[Goal]
In the listing below, please print the line that contains "For this exercise we mark the folded" and every line that follows it, exactly.

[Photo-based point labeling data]

----

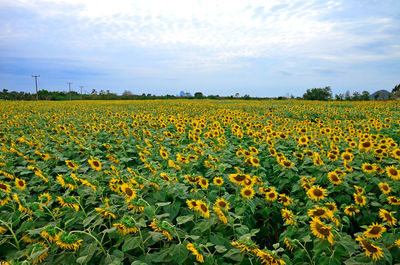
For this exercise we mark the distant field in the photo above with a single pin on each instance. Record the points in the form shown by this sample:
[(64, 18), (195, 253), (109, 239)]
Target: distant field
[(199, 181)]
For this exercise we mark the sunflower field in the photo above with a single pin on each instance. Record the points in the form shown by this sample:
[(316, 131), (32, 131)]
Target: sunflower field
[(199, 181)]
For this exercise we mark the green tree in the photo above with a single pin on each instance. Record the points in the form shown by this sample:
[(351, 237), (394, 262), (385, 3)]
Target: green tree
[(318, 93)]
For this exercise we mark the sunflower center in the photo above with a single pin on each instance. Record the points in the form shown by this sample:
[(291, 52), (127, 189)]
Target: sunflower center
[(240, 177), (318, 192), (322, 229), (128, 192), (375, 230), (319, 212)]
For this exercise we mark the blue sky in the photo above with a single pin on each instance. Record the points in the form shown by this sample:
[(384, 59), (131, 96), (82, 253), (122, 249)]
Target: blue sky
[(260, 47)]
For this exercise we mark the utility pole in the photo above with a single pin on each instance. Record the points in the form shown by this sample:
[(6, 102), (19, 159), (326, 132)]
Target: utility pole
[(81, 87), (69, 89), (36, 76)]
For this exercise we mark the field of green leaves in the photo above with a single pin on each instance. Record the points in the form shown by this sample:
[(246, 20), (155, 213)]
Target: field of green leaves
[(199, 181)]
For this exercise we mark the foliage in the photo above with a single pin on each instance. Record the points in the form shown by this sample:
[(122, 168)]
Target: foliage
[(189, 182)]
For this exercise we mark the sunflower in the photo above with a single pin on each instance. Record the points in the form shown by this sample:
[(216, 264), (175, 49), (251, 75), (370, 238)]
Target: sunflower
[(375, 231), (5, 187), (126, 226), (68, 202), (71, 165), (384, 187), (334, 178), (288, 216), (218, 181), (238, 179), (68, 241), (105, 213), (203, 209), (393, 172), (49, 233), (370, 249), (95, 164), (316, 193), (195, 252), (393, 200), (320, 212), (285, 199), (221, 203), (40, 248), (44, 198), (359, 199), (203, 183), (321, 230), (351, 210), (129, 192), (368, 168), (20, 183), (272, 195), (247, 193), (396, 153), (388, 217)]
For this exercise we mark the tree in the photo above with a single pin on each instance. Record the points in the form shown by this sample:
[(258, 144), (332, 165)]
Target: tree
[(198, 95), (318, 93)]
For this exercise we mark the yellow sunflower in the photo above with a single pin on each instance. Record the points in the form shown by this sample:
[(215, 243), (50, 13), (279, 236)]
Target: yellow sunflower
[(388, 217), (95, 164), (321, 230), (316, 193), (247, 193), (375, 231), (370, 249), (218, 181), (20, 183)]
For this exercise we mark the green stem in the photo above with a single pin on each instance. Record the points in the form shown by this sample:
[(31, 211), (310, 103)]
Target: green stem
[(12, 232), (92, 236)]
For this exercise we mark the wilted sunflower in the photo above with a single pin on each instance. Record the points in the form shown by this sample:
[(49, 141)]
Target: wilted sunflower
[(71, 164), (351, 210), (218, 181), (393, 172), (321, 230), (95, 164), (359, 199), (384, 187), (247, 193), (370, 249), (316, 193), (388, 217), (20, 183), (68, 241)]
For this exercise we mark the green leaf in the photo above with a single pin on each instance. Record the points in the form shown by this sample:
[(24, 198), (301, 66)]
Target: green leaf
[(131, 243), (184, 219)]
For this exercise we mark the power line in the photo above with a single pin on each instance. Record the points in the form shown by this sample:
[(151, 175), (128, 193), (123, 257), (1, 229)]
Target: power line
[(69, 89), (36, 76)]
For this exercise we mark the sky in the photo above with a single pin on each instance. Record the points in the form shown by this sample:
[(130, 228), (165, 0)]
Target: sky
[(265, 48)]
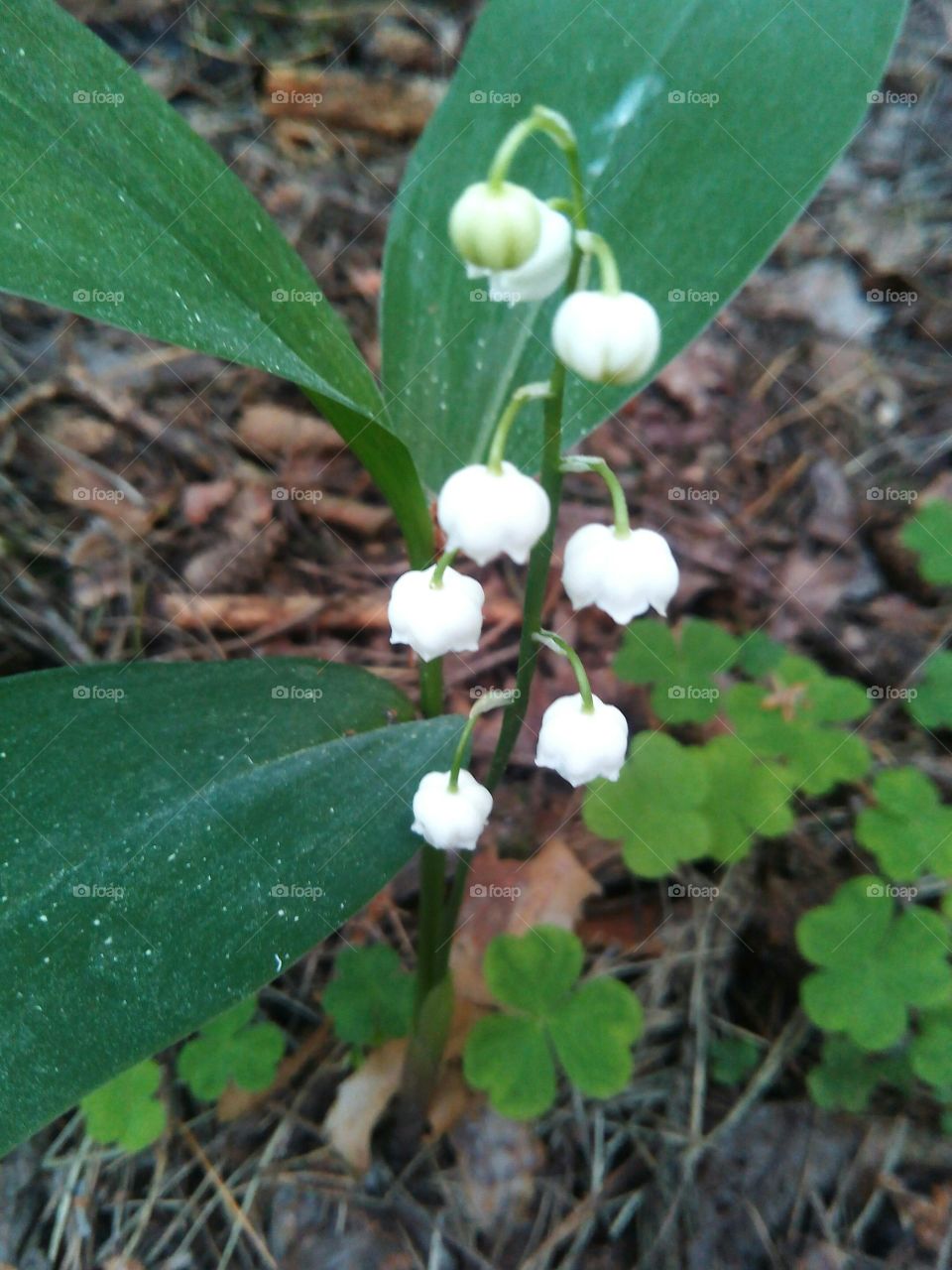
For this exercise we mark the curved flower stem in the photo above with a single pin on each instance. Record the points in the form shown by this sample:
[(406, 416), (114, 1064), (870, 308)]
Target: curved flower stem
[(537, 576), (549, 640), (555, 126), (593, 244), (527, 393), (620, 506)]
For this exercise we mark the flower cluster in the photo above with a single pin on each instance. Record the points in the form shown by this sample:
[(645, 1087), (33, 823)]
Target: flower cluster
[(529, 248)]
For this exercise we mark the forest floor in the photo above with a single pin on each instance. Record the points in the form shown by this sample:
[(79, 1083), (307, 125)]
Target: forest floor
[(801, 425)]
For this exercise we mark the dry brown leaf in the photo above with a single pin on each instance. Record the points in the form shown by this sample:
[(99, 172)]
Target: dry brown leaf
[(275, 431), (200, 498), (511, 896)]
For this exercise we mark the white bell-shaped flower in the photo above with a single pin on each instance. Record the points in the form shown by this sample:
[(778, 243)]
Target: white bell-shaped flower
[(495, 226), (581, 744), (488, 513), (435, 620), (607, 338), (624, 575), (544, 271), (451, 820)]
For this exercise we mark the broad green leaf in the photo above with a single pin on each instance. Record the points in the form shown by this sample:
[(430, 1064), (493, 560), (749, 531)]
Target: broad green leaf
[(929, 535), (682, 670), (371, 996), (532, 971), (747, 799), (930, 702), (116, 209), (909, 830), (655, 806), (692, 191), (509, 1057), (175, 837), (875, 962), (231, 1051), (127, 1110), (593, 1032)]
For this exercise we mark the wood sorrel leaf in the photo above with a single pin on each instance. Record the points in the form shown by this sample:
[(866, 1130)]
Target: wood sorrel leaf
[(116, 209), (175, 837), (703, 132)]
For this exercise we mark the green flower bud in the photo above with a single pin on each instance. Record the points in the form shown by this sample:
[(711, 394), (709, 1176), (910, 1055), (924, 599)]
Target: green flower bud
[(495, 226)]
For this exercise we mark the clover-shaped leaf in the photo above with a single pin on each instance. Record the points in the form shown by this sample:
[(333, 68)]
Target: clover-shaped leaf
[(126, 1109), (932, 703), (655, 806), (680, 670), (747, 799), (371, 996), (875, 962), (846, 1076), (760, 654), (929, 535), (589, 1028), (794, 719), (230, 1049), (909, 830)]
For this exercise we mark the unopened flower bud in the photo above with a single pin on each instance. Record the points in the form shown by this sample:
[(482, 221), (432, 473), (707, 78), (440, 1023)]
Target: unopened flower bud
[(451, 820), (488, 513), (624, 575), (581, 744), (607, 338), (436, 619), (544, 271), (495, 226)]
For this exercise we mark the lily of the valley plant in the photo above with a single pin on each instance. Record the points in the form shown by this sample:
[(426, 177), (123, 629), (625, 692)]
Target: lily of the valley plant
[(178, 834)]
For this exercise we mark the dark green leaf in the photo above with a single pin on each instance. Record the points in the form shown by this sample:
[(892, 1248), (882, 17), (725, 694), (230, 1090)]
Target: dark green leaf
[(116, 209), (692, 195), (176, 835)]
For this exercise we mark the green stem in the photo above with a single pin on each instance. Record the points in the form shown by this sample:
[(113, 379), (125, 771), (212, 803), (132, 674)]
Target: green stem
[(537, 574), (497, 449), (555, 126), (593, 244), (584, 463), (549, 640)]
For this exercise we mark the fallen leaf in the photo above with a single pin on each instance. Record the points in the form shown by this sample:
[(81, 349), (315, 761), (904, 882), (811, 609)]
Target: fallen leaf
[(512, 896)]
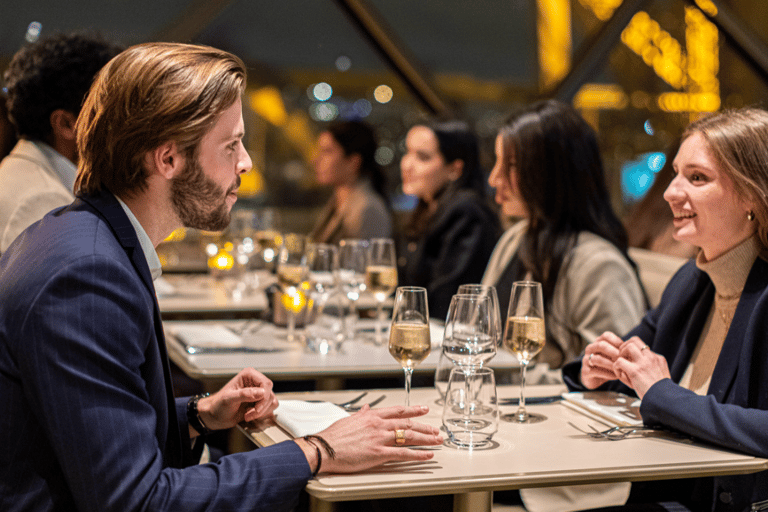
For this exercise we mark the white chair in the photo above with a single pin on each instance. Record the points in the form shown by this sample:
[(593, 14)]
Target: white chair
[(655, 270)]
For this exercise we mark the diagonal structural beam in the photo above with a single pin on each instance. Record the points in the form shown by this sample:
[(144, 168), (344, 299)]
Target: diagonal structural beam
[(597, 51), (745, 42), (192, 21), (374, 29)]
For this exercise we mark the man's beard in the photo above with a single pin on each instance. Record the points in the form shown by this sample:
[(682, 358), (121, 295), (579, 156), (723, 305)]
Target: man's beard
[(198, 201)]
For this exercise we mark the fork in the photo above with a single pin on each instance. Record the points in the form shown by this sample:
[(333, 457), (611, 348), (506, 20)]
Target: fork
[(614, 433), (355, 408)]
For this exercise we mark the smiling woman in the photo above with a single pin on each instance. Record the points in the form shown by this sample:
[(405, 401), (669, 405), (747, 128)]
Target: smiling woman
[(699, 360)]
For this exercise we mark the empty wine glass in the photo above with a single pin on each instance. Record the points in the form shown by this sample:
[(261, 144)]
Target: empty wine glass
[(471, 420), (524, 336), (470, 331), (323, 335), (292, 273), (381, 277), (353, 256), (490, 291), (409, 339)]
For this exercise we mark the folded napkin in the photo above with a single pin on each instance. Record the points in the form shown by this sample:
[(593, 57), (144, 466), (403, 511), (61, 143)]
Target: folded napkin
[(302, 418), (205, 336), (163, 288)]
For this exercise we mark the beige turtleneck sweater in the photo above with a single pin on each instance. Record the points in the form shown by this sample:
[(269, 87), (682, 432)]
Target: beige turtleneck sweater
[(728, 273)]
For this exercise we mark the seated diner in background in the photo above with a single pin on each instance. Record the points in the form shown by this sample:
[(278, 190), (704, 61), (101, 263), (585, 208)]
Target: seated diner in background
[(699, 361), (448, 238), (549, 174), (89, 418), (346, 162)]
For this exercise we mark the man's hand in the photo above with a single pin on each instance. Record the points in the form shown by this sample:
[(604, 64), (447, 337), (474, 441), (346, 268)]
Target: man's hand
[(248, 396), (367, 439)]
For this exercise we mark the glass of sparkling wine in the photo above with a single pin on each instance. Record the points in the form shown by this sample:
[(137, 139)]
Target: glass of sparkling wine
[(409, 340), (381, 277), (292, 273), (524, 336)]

----

[Written reply]
For this exercise we mark the folded napkin in the photo above with a single pin on each instance. Record the points in the form shown by this sample:
[(593, 57), (144, 466), (403, 511), (61, 143)]
Target: folded napkin
[(302, 418), (205, 336), (163, 288)]
For this exercise we mark the beige turtleneck sweater in the photo above with a single pin on each instance. Record the points in the form shown by this sample:
[(269, 87), (682, 432)]
Target: beige turtleneck sweater
[(728, 273)]
For this exercise we mark the seated diner in background in the photo above with a single pin on each instance. Record the points in the form shown by this sample:
[(278, 190), (704, 61), (101, 263), (585, 208)]
Target: seated diner in background
[(699, 361), (448, 238), (549, 174), (89, 418), (346, 162)]
For this exercise we mark the man's hand in the photo above with a single pin on each instance. Record the points in the form shown by this sample:
[(604, 64), (447, 337), (474, 441), (346, 268)]
Target: man's hand
[(248, 396), (367, 439)]
For this exercise we mark the glass of sparkling wine in the photo above with a single pin on each instance. Record the points in the form shown by this sample:
[(137, 139)]
Target: glass of sparkling wine
[(409, 340), (381, 277), (292, 273), (524, 336)]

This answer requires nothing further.